# Tasks to perform
- a) Reproduce everything in the backend documentation from "This route scrapes" down to "Body (Required Fields)", with no changes.
- b) In the rows, take everything from the line containing "of the hazy" down to the final row, and change each "Quickstart" to "Instruction". Return only those lines, with nothing else altered.

# Text extract

────────────────────────────────────────

🖥️ Backend Documentation

🚀 Overview

The backend of the Web Scraping Project is responsible for:

Managing web scraping tasks using Requests, BeautifulSoup or Selenium.
Processing and cleaning scraped data .
Providing an API to serve the scraped data to the frontend .
Handling database operations for storing and retrieving scraped data.

📌 Features:

✅ Scrapes static websites using Requests and BeautifulSoup
✅ Scrapes dynamic websites using Selenium
✅ Clean scraped data
✅ Preview or save the scraped data as a .txt file
✅ Reliable and secure REST API with JWT Token

Installation:

This guide will walk you through setting up and running the backend of the project.

1️⃣ Create a Virtual Environment (Recommended)

Using a virtual environment ensures dependencies are managed properly and avoid conflicts.

Run the following command to create one:

python -m venv venv #python3 for Mac/Linux

Then activate it:

Windows:

venv\Scripts\activate

Mac/Linux:

source venv/bin/activate

2️⃣ Install the Required Python Version

Ensure you have the correct Python version installed.

python --version

3️⃣ Install Dependencies

After activating the virtual environment, install all required dependencies:

pip install -r requirements.txt

4️⃣ Code Quality & Standards

To maintain code quality and consistency, install and configure the following tools:

pip install mypy flake8 black pylint

5️⃣ Navigate to the Backend Directory

Move into the backend project folder:

cd backend

6️⃣ Run the Backend Server

Start the Flask application:

Windows:

python app.py

Mac/Linux:

python3 app.py

Code

1. app.py (API Endpoints):

🔍 Scrape a Website (`/scrape`)

📍 Overview

This route scrapes a static website using BeautifulSoup or Requests and returns the extracted HTML.

@app.route("/scrape", methods=["POST"])

Defines a route for a specific URL and specifies which HTTP method is allowed

this Function calls the scrapes_with_bs4 or scrapes_with_requests function that scrapes static websites and return the data as HTML

📩 Request Parameters

JSON Body (Required Fields)

Parameter	Type	Required	Description
`url`	`string`	✅ Yes	The URL of the website to scrape.
`scraping_method`	`string`	✅ Yes	The scraping method: `"requests"`, `"bs4"`, or `"selenium"`.
`clean_data`	`boolean`	❌ No (default: `false`)	Whether to clean the scraped data.
`company_name`	`string`	✅ Yes (for `"selenium"`)	The name of the company (used for Selenium-based scraping).

Headers (Optional)

Header	Type	Required	Description
`Authorization`	`string`	❌ No	JWT token (Required for storing scraping history).

🔄 Processing Steps

Retrieve JSON Data: Extracts the URL, scraping method, and optional parameters from the request.
Validation:
Ensures the url is provided and starts with https://. If it starts with www., we will add https://
Requires scraping_method to be one of "requests", "bs4", or "selenium".
If using selenium, company_name is required.
Call the Appropriate Scraping Function:
requests → scrape_with_requests(url)
bs4 → scrape_with_bs4(url, clean=clean_data)
selenium → scrape_with_selenium(url, company_name, clean=clean_data)
Store Scraping History (if JWT token is provided).

────────────────────────────────────────

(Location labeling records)

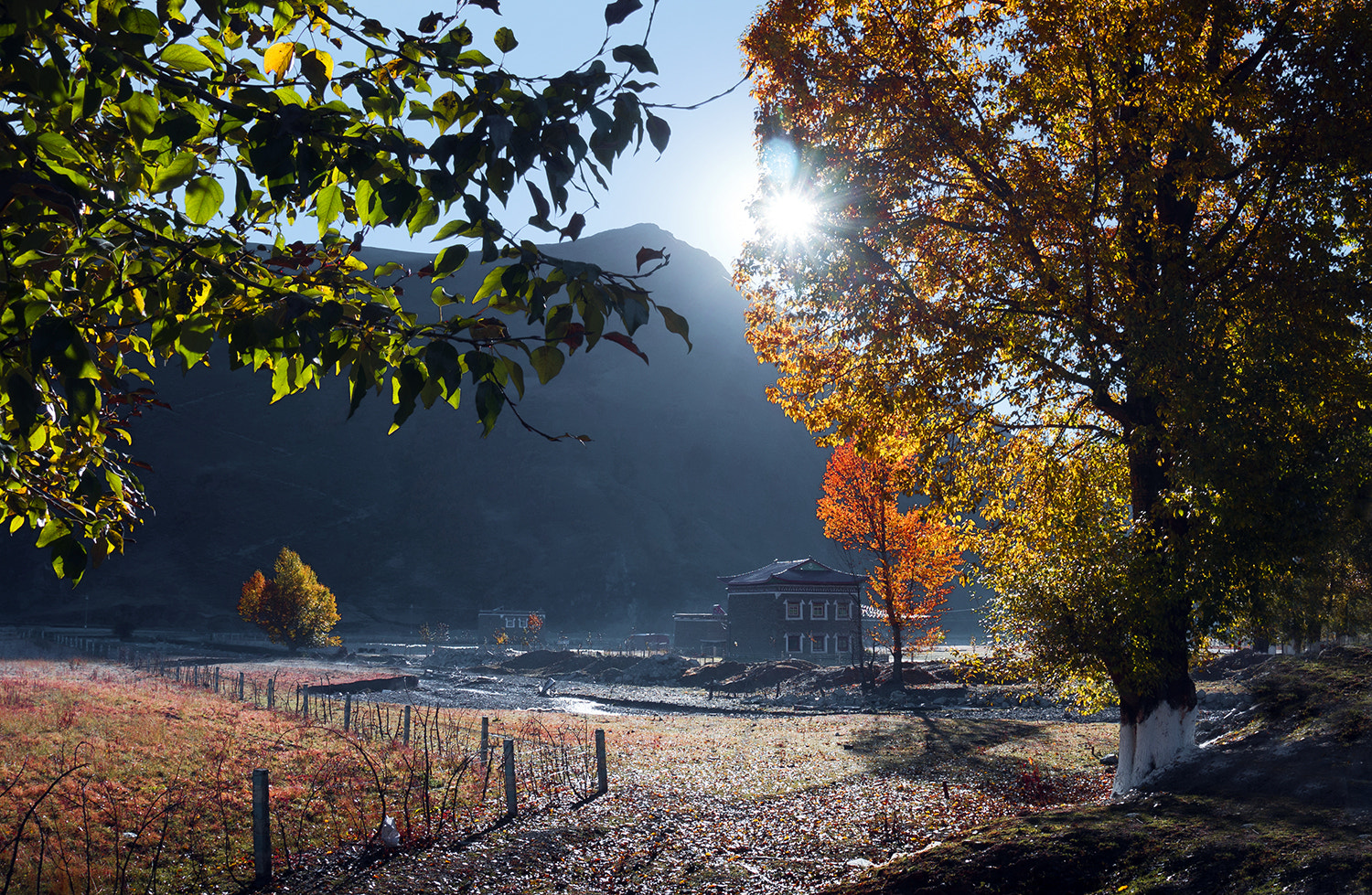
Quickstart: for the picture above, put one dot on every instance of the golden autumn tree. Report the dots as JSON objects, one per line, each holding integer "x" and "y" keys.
{"x": 1100, "y": 269}
{"x": 294, "y": 609}
{"x": 911, "y": 557}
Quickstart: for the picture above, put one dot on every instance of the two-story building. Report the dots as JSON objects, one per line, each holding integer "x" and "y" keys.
{"x": 796, "y": 607}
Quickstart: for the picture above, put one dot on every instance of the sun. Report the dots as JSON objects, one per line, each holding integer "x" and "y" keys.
{"x": 789, "y": 217}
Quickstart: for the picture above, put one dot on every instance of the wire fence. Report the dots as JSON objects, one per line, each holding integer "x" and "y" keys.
{"x": 389, "y": 773}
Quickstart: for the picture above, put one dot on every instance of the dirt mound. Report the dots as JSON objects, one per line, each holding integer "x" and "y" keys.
{"x": 707, "y": 675}
{"x": 1229, "y": 664}
{"x": 1308, "y": 735}
{"x": 767, "y": 675}
{"x": 542, "y": 659}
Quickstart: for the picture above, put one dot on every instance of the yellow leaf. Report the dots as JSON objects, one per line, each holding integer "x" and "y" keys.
{"x": 277, "y": 58}
{"x": 324, "y": 60}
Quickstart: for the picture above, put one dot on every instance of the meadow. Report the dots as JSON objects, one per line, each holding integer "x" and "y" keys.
{"x": 129, "y": 780}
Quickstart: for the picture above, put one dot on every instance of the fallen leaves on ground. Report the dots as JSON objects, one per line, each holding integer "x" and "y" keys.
{"x": 763, "y": 804}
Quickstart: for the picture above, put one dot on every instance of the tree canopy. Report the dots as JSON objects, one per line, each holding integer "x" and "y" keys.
{"x": 911, "y": 554}
{"x": 151, "y": 156}
{"x": 293, "y": 609}
{"x": 1102, "y": 272}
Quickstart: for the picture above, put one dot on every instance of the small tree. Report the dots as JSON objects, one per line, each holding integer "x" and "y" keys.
{"x": 913, "y": 558}
{"x": 294, "y": 607}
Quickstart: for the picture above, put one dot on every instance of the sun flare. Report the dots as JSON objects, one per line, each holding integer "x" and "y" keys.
{"x": 789, "y": 217}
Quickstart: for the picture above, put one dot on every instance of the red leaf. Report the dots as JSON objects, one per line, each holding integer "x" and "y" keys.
{"x": 620, "y": 339}
{"x": 573, "y": 227}
{"x": 649, "y": 254}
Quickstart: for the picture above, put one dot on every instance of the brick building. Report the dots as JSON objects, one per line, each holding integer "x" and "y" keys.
{"x": 796, "y": 607}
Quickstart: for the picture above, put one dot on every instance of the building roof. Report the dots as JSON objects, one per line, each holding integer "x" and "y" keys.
{"x": 807, "y": 570}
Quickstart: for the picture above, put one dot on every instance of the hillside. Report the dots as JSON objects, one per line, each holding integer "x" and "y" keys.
{"x": 691, "y": 474}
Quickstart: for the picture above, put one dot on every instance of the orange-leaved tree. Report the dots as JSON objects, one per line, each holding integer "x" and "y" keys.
{"x": 294, "y": 607}
{"x": 913, "y": 557}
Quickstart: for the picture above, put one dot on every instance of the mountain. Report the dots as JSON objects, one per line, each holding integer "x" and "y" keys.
{"x": 689, "y": 474}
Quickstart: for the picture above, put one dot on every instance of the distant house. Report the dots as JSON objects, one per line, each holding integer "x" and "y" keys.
{"x": 796, "y": 607}
{"x": 702, "y": 634}
{"x": 649, "y": 642}
{"x": 513, "y": 623}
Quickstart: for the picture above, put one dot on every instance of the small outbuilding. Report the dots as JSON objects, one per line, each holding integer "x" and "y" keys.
{"x": 795, "y": 607}
{"x": 513, "y": 623}
{"x": 702, "y": 634}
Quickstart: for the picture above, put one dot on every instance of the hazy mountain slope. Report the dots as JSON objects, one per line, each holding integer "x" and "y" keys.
{"x": 691, "y": 474}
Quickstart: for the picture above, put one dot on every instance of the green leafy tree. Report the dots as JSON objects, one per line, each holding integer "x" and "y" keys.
{"x": 294, "y": 609}
{"x": 1102, "y": 272}
{"x": 150, "y": 155}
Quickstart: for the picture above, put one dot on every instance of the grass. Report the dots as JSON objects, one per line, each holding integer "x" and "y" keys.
{"x": 115, "y": 782}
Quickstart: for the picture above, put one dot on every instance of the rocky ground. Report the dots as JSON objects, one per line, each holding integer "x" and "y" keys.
{"x": 949, "y": 790}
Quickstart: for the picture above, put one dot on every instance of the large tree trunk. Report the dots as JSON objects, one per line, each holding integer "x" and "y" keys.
{"x": 1154, "y": 730}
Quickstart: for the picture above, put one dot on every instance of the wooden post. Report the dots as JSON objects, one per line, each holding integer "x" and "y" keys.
{"x": 601, "y": 772}
{"x": 261, "y": 828}
{"x": 510, "y": 798}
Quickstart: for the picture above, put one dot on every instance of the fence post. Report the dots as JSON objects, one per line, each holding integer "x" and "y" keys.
{"x": 510, "y": 798}
{"x": 601, "y": 772}
{"x": 261, "y": 828}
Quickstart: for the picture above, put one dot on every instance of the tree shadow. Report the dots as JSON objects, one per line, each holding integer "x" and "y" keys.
{"x": 921, "y": 747}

────────────────────────────────────────

# In response
- a)
This route scrapes a static website using BeautifulSoup or Requests and returns the extracted HTML.

@app.route("/scrape", methods=["POST"])

Defines a route for a specific URL and specifies which HTTP method is allowed

this Function calls the scrapes_with_bs4 or scrapes_with_requests function that scrapes static websites and return the data as HTML

📩 Request Parameters

JSON Body (Required Fields)

- b)
Instruction: for the picture above, put one dot on every instance of the hazy mountain slope. Report the dots as JSON objects, one per line, each holding integer "x" and "y" keys.
{"x": 691, "y": 474}
Instruction: for the picture above, put one dot on every instance of the green leafy tree. Report the dots as JSON objects, one per line, each holding integer "x" and "y" keys.
{"x": 294, "y": 609}
{"x": 1102, "y": 272}
{"x": 150, "y": 155}
Instruction: for the picture above, put one dot on every instance of the grass. Report the dots as JSON objects, one per line, each holding integer "x" and "y" keys.
{"x": 115, "y": 782}
Instruction: for the picture above, put one dot on every instance of the rocky ground. Report the dots as JSON objects, one per line, each holding integer "x" and "y" keys.
{"x": 949, "y": 790}
Instruction: for the picture above, put one dot on every instance of the large tree trunk. Report the dots as JSON objects, one per line, each holding integer "x" and "y" keys.
{"x": 1154, "y": 730}
Instruction: for the picture above, put one dot on every instance of the wooden post. Report the dots as JSON objects, one per line, each holding integer "x" and "y" keys.
{"x": 601, "y": 772}
{"x": 261, "y": 828}
{"x": 510, "y": 798}
Instruction: for the picture above, put one dot on every instance of the fence post. Report the dots as JSON objects, one per line, each holding integer "x" and "y" keys.
{"x": 510, "y": 798}
{"x": 601, "y": 772}
{"x": 261, "y": 828}
Instruction: for the picture above, put one dot on every instance of the tree shadow. Report the dots as JSON objects, one per line, each holding integer "x" and "y" keys.
{"x": 921, "y": 747}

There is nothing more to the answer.